> [Exercise task]: Reproduce the data below word for word, starting at the line that contains "[tag] stack of" and ending at the last line of the data, both included.
********************
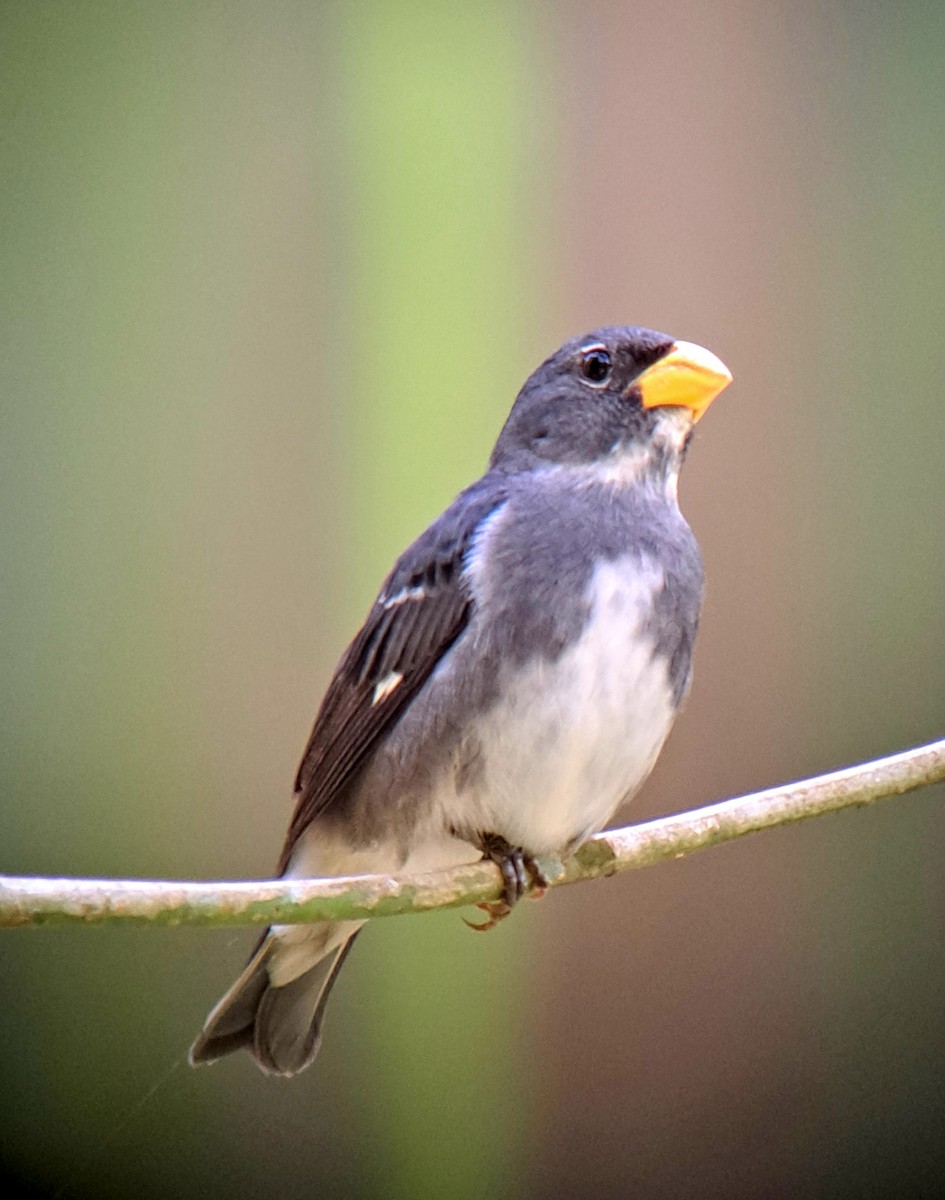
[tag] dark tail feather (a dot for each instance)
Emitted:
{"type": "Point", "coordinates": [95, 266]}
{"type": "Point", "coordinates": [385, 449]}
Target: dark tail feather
{"type": "Point", "coordinates": [280, 1026]}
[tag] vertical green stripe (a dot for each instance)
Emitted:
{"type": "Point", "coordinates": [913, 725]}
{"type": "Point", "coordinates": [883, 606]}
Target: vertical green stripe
{"type": "Point", "coordinates": [437, 273]}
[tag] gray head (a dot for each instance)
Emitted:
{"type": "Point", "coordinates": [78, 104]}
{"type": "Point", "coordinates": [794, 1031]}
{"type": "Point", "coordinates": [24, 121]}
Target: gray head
{"type": "Point", "coordinates": [618, 394]}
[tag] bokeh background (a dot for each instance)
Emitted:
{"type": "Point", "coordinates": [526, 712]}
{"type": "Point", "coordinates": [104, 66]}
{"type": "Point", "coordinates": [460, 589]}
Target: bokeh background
{"type": "Point", "coordinates": [270, 276]}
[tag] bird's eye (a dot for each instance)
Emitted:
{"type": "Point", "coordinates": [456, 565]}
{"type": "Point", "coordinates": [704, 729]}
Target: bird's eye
{"type": "Point", "coordinates": [595, 364]}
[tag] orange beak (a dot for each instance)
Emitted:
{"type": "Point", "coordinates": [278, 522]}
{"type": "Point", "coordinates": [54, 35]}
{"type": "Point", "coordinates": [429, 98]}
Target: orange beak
{"type": "Point", "coordinates": [688, 377]}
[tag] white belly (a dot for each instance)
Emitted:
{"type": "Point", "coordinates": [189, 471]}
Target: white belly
{"type": "Point", "coordinates": [573, 738]}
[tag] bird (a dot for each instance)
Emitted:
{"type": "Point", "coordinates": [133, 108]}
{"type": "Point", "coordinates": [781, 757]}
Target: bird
{"type": "Point", "coordinates": [516, 676]}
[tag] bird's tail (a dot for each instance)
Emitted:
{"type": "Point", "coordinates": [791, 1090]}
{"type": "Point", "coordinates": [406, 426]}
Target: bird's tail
{"type": "Point", "coordinates": [276, 1007]}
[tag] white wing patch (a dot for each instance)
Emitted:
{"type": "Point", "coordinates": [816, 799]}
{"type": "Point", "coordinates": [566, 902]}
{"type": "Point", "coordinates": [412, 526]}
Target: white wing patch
{"type": "Point", "coordinates": [386, 685]}
{"type": "Point", "coordinates": [404, 595]}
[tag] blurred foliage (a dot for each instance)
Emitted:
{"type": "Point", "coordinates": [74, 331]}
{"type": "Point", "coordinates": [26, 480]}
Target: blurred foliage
{"type": "Point", "coordinates": [269, 279]}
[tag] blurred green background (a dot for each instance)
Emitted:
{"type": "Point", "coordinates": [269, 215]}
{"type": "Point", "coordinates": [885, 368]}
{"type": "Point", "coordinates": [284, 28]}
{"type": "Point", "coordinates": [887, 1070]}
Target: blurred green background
{"type": "Point", "coordinates": [270, 276]}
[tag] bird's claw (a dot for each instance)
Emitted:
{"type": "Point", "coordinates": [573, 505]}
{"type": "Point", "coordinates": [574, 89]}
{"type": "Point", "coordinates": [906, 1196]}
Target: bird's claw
{"type": "Point", "coordinates": [521, 876]}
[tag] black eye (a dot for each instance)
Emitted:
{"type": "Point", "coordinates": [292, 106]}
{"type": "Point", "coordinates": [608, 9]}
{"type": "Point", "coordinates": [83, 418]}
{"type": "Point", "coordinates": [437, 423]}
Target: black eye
{"type": "Point", "coordinates": [595, 364]}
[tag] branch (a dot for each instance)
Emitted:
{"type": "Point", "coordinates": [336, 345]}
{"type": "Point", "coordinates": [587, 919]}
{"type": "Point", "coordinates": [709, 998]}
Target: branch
{"type": "Point", "coordinates": [42, 901]}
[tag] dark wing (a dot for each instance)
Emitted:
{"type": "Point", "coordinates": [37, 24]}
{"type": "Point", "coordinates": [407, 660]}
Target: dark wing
{"type": "Point", "coordinates": [422, 609]}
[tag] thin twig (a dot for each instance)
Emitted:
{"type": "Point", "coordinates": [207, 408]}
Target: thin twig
{"type": "Point", "coordinates": [44, 901]}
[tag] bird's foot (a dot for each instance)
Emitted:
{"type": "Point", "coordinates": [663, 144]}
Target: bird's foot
{"type": "Point", "coordinates": [521, 876]}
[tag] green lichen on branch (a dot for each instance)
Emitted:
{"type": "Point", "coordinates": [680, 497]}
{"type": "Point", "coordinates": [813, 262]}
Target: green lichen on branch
{"type": "Point", "coordinates": [49, 901]}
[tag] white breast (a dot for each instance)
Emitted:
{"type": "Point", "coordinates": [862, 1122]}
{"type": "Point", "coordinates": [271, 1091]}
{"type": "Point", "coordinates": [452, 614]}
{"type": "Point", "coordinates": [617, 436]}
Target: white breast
{"type": "Point", "coordinates": [571, 739]}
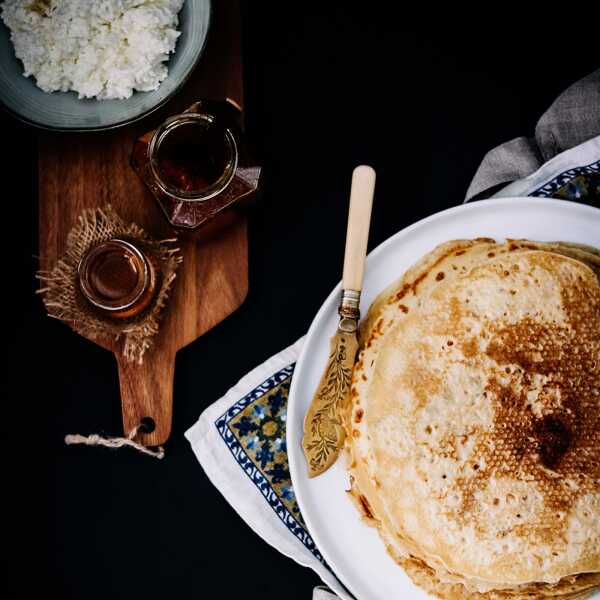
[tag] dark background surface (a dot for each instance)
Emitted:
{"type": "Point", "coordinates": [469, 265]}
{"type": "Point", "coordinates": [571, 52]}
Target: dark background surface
{"type": "Point", "coordinates": [324, 91]}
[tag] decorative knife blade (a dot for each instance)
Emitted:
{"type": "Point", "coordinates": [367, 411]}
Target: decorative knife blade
{"type": "Point", "coordinates": [324, 432]}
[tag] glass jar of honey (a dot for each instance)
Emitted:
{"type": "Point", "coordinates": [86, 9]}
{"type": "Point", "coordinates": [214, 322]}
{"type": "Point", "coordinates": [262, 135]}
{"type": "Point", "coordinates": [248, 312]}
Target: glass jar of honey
{"type": "Point", "coordinates": [197, 164]}
{"type": "Point", "coordinates": [118, 278]}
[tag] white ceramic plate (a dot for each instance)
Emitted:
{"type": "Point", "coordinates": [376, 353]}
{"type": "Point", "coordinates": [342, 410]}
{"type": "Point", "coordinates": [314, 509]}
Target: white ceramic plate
{"type": "Point", "coordinates": [352, 549]}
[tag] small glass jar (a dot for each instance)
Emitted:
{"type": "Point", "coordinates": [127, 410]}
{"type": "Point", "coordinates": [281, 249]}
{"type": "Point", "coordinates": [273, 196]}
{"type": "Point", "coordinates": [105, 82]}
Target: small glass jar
{"type": "Point", "coordinates": [196, 164]}
{"type": "Point", "coordinates": [118, 278]}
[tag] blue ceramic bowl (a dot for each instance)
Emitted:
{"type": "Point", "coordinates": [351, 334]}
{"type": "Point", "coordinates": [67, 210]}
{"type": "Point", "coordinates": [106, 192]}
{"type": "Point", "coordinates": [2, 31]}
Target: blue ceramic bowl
{"type": "Point", "coordinates": [64, 111]}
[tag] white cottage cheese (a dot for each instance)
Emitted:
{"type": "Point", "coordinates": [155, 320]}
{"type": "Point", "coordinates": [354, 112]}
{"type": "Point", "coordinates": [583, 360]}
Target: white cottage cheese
{"type": "Point", "coordinates": [99, 48]}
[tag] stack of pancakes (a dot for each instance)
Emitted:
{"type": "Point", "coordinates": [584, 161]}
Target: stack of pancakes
{"type": "Point", "coordinates": [474, 423]}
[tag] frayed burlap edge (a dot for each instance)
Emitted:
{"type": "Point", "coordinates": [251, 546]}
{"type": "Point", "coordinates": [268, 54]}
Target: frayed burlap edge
{"type": "Point", "coordinates": [63, 298]}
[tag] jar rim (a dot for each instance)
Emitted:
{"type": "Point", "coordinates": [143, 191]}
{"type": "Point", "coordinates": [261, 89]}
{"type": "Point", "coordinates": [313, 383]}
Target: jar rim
{"type": "Point", "coordinates": [91, 296]}
{"type": "Point", "coordinates": [167, 128]}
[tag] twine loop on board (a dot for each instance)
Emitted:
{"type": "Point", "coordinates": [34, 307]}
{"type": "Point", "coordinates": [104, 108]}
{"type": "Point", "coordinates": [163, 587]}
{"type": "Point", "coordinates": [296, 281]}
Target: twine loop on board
{"type": "Point", "coordinates": [116, 442]}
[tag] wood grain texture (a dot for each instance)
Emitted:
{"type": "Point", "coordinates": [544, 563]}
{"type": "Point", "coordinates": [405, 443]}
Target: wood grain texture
{"type": "Point", "coordinates": [87, 170]}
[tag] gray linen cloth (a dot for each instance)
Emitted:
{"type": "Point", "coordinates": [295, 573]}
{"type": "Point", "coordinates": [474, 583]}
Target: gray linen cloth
{"type": "Point", "coordinates": [572, 119]}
********************
> [Final answer]:
[tag] stack of pancakes (a dot for each instance)
Emitted:
{"type": "Point", "coordinates": [584, 161]}
Target: stack of pancakes
{"type": "Point", "coordinates": [474, 423]}
[tag] frayed burlap edge (a dot for each instance)
Emitted:
{"type": "Point", "coordinates": [251, 546]}
{"type": "Point", "coordinates": [268, 54]}
Target: frayed burlap edge
{"type": "Point", "coordinates": [63, 298]}
[tag] jar rim (a dot for each instance)
Emitted:
{"type": "Point", "coordinates": [143, 191]}
{"type": "Point", "coordinates": [261, 89]}
{"type": "Point", "coordinates": [313, 383]}
Target: jar rim
{"type": "Point", "coordinates": [91, 296]}
{"type": "Point", "coordinates": [167, 128]}
[tag] twine loop on board (a dot for each instance)
Emitted:
{"type": "Point", "coordinates": [34, 307]}
{"type": "Point", "coordinates": [104, 108]}
{"type": "Point", "coordinates": [163, 587]}
{"type": "Point", "coordinates": [296, 281]}
Target: twine loop on board
{"type": "Point", "coordinates": [116, 442]}
[tag] wood grain texture (a dot for each instance)
Emitted:
{"type": "Point", "coordinates": [544, 563]}
{"type": "Point", "coordinates": [405, 443]}
Target: wood grain texture
{"type": "Point", "coordinates": [87, 170]}
[tag] gray linen cloth (a dot for each instance)
Emitted:
{"type": "Point", "coordinates": [295, 573]}
{"type": "Point", "coordinates": [474, 583]}
Target: gray linen cloth
{"type": "Point", "coordinates": [572, 119]}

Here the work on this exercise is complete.